Rows from a dataset:
START

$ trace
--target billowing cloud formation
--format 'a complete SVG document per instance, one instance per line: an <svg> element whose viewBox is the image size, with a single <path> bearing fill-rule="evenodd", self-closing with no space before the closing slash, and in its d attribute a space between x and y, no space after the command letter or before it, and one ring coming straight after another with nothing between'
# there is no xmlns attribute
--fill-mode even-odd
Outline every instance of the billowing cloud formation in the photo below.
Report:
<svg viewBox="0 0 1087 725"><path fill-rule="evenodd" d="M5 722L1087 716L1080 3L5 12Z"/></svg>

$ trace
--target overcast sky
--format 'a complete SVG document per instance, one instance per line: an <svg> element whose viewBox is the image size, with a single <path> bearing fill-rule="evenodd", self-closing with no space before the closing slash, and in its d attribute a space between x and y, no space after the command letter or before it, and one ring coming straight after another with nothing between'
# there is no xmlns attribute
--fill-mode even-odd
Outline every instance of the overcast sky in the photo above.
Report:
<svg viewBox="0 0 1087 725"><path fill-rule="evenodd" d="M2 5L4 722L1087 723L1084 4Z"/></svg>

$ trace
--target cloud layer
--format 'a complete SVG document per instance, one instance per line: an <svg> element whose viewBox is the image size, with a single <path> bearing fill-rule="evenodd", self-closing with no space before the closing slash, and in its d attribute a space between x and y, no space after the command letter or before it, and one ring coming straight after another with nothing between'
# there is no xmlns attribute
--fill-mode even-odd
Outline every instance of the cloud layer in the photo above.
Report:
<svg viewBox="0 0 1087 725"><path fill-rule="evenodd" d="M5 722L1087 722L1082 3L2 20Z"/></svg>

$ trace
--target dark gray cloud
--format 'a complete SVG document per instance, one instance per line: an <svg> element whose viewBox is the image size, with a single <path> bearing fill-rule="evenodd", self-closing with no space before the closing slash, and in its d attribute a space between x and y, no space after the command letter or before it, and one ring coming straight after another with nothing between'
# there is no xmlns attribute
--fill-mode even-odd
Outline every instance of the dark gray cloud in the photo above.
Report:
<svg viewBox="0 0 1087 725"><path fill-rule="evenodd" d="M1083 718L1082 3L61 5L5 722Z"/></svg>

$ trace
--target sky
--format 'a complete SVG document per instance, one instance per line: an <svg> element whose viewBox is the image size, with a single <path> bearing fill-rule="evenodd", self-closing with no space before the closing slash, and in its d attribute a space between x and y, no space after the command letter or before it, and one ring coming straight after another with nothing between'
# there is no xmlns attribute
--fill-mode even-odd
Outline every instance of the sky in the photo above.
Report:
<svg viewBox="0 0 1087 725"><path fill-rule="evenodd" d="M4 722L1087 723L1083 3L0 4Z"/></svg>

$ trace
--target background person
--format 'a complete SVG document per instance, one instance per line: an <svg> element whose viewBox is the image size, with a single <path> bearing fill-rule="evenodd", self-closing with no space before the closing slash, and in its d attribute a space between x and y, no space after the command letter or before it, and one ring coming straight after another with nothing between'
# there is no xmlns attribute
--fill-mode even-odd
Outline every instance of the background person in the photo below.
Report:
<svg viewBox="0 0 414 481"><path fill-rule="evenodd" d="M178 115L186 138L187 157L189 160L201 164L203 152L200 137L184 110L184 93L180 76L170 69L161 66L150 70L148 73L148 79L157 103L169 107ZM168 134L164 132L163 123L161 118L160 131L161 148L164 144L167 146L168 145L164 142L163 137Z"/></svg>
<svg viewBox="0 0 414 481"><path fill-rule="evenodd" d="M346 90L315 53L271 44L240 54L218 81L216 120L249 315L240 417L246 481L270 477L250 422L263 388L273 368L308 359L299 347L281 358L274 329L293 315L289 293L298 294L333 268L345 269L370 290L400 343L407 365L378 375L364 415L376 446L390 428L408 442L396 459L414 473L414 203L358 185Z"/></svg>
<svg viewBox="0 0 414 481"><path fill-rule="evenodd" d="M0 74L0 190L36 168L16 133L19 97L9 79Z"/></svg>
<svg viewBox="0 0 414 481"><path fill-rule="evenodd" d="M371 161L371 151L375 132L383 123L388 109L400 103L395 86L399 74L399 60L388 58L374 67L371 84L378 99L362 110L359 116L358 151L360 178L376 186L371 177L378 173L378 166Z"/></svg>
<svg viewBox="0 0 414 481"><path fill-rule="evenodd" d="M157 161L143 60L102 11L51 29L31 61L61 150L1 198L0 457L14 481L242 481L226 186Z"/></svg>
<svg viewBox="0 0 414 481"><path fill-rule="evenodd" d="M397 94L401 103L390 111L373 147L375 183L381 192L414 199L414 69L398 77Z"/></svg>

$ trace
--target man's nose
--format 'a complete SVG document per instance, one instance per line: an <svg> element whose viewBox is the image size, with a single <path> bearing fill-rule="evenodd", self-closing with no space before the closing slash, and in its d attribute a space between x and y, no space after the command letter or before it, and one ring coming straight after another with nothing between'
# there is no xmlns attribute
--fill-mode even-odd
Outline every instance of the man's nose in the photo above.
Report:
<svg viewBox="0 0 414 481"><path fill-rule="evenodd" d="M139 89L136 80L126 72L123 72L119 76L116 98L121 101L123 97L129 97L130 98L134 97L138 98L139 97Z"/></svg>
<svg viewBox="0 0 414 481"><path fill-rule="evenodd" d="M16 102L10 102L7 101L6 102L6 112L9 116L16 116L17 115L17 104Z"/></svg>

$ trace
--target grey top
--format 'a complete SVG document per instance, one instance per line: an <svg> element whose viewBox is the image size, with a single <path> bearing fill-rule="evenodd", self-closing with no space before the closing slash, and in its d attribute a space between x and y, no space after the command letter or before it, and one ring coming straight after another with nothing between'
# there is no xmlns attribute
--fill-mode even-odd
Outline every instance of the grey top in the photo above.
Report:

END

WHAT IS NEEDED: Give every line of the material again, exactly as it reads.

RESULT FOR THIS EXERCISE:
$ trace
--target billowing cloud formation
--format 'a complete SVG document per instance, one instance per line: an <svg> element whose viewBox is the image size, with a single <path> bearing fill-rule="evenodd", self-closing with no space before the closing slash, and in its d attribute a space between x and y, no space after the command letter or before it, and one ring coming straight after another with nothing between'
# there is no xmlns attribute
--fill-mode even-odd
Outline every instance of the billowing cloud formation in the photo below.
Report:
<svg viewBox="0 0 1087 725"><path fill-rule="evenodd" d="M5 722L1087 716L1080 3L5 12Z"/></svg>

$ trace
--target overcast sky
--format 'a complete SVG document per instance, one instance per line: an <svg> element whose viewBox is the image size, with a single <path> bearing fill-rule="evenodd", self-closing with no space before the closing slash, and in its d attribute a space between x and y, no space after the command letter or before it, and one ring coming straight after another with nothing between'
# there is no xmlns attribute
--fill-mode even-odd
Outline every instance of the overcast sky in the photo above.
Report:
<svg viewBox="0 0 1087 725"><path fill-rule="evenodd" d="M2 5L4 722L1087 723L1084 4Z"/></svg>

$ trace
--target cloud layer
--format 'a complete SVG document per instance, one instance per line: an <svg> element whose viewBox is the image size, with a single <path> bearing fill-rule="evenodd", self-closing with no space before the closing slash, and in its d attribute a space between x and y, no space after the command letter or before it, and one ring coming straight after another with nothing between'
# there is no xmlns attribute
--fill-mode even-odd
Outline every instance of the cloud layer in the photo above.
Report:
<svg viewBox="0 0 1087 725"><path fill-rule="evenodd" d="M5 722L1087 722L1082 3L2 20Z"/></svg>

$ trace
--target dark gray cloud
--format 'a complete SVG document per instance, one instance per line: an <svg> element whose viewBox is the image size, with a single <path> bearing fill-rule="evenodd", self-closing with no space before the closing slash, and in its d attribute a space between x and y, no space after the command letter or before it, and one ring coming straight after another with nothing between'
# there is no xmlns attribute
--fill-mode even-odd
Outline every instance of the dark gray cloud in the photo above.
Report:
<svg viewBox="0 0 1087 725"><path fill-rule="evenodd" d="M1083 718L1082 3L61 5L5 722Z"/></svg>

$ trace
--target sky
--format 'a complete SVG document per instance, one instance per line: an <svg> element whose viewBox is the image size, with a single <path> bearing fill-rule="evenodd", self-closing with no space before the closing slash, and in its d attribute a space between x and y, no space after the command letter or before it, and one ring coming straight after another with nothing between'
# there is no xmlns attribute
--fill-mode even-odd
Outline every instance of the sky in the photo above.
Report:
<svg viewBox="0 0 1087 725"><path fill-rule="evenodd" d="M4 722L1087 723L1083 3L0 4Z"/></svg>

$ trace
--target background person
--format 'a complete SVG document per instance, one instance per line: an <svg> element whose viewBox is the image size, with a single <path> bearing fill-rule="evenodd", self-closing with no space before the closing slash, and in its d attribute a space between x and y, no space after the command letter or before it, and one ring coming straight after another with nothing between'
# there is no xmlns attribute
--fill-mode even-odd
Outline every instance of the background person in the photo below.
Report:
<svg viewBox="0 0 414 481"><path fill-rule="evenodd" d="M178 115L186 138L187 157L189 160L201 164L203 152L200 137L184 110L184 93L180 76L170 69L161 66L150 70L148 73L148 79L157 103L169 107ZM168 134L164 132L163 123L161 118L160 131L161 148L164 144L167 146L168 145L164 142L163 137Z"/></svg>
<svg viewBox="0 0 414 481"><path fill-rule="evenodd" d="M346 90L315 53L271 44L240 54L218 81L216 120L249 315L240 417L246 481L270 477L250 422L263 388L273 368L308 359L299 347L281 358L274 329L293 315L289 293L298 294L333 268L345 269L370 290L400 343L407 365L378 375L364 415L376 446L390 428L408 442L396 459L414 473L414 203L358 185Z"/></svg>
<svg viewBox="0 0 414 481"><path fill-rule="evenodd" d="M0 74L0 190L36 168L16 133L19 97L9 79Z"/></svg>
<svg viewBox="0 0 414 481"><path fill-rule="evenodd" d="M371 161L371 151L375 132L383 123L388 109L400 103L395 86L399 74L399 60L388 58L374 67L371 84L378 99L362 110L359 116L358 151L360 178L376 186L371 177L378 173L378 166Z"/></svg>
<svg viewBox="0 0 414 481"><path fill-rule="evenodd" d="M157 161L143 60L102 11L51 29L31 61L61 150L1 198L0 457L14 481L242 481L226 186Z"/></svg>
<svg viewBox="0 0 414 481"><path fill-rule="evenodd" d="M397 94L401 103L390 111L373 147L375 183L381 192L414 199L414 69L398 77Z"/></svg>

$ trace
--target man's nose
--format 'a complete SVG document per instance, one instance per line: an <svg> element whose viewBox is the image size, with a single <path> bearing fill-rule="evenodd", self-closing with no space before the closing slash, and in its d attribute a space between x and y, no space after the command letter or before it, and one ring coming straight after another with nothing between'
# there is no xmlns attribute
--fill-mode even-odd
Outline every instance of the man's nose in the photo above.
Report:
<svg viewBox="0 0 414 481"><path fill-rule="evenodd" d="M139 89L136 80L126 72L123 72L119 76L116 98L121 101L123 97L129 97L130 98L134 97L138 98L139 97Z"/></svg>
<svg viewBox="0 0 414 481"><path fill-rule="evenodd" d="M16 102L10 102L7 101L6 102L6 112L9 116L16 116L17 115L17 104Z"/></svg>

$ trace
--target grey top
--format 'a complete SVG document per instance, one instance per line: an <svg> element whose viewBox is the image size, with a single <path> bearing fill-rule="evenodd", self-closing with no space before the closing slash, and in its d attribute a space between x and y, no space after the command letter or before it, and one ring coming straight after another with nothing between'
# there is no xmlns attribute
--fill-mode even-odd
Outline every instance of the grey top in the photo above.
Report:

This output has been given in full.